THE REQUEST
Count how many of the lines below contain the string "cloud", and reply with that number alone.

MATERIAL PROVIDED

******************************

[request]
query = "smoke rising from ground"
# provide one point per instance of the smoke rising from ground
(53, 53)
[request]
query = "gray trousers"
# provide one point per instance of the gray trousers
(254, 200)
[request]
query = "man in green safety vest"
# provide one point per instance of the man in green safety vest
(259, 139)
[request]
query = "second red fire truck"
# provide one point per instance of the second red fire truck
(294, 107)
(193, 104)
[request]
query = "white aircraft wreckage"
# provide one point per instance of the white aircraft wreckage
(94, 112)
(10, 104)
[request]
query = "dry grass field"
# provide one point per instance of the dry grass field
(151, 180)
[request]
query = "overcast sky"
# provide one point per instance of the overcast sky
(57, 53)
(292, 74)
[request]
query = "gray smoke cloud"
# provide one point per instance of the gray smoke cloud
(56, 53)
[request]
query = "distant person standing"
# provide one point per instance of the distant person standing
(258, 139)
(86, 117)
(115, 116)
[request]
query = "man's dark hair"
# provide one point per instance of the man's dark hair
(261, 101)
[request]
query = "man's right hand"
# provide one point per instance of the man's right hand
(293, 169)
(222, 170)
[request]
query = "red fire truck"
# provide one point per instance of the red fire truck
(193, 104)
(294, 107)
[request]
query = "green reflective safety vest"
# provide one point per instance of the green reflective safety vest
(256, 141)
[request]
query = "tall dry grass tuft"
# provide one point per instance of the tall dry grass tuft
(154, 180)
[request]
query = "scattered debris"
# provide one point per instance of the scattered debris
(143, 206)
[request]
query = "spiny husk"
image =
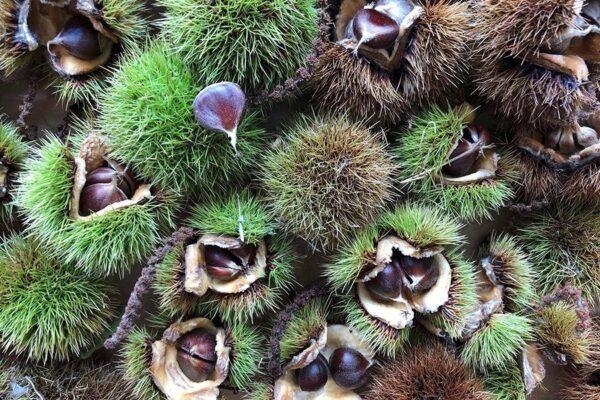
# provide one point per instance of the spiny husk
(425, 372)
(434, 65)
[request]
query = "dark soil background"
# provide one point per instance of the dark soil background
(47, 115)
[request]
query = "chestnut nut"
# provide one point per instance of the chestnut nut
(227, 264)
(348, 368)
(196, 355)
(105, 186)
(79, 38)
(314, 376)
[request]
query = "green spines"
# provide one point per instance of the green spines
(48, 310)
(247, 345)
(256, 43)
(505, 384)
(382, 338)
(306, 324)
(563, 243)
(104, 245)
(424, 150)
(135, 362)
(497, 343)
(329, 178)
(173, 152)
(12, 156)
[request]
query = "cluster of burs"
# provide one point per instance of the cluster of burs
(294, 200)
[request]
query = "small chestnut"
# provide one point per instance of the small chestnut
(348, 367)
(79, 38)
(220, 108)
(419, 274)
(388, 282)
(314, 376)
(196, 354)
(467, 151)
(375, 29)
(221, 263)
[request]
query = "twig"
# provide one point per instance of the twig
(134, 305)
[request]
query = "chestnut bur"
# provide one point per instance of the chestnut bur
(348, 368)
(105, 186)
(467, 152)
(196, 355)
(375, 29)
(220, 108)
(314, 376)
(79, 38)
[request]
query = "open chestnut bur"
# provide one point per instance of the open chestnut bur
(535, 58)
(402, 271)
(383, 55)
(13, 152)
(78, 38)
(311, 359)
(562, 163)
(112, 220)
(190, 359)
(448, 160)
(234, 265)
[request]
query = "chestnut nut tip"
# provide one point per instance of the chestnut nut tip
(220, 108)
(79, 38)
(375, 29)
(348, 368)
(196, 355)
(314, 376)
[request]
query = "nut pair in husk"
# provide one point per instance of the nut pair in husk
(498, 328)
(401, 271)
(49, 310)
(535, 57)
(13, 152)
(213, 140)
(560, 164)
(563, 243)
(388, 57)
(77, 38)
(235, 266)
(448, 160)
(190, 359)
(313, 359)
(89, 208)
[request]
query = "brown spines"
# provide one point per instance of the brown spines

******************************

WRITTEN RESPONSE
2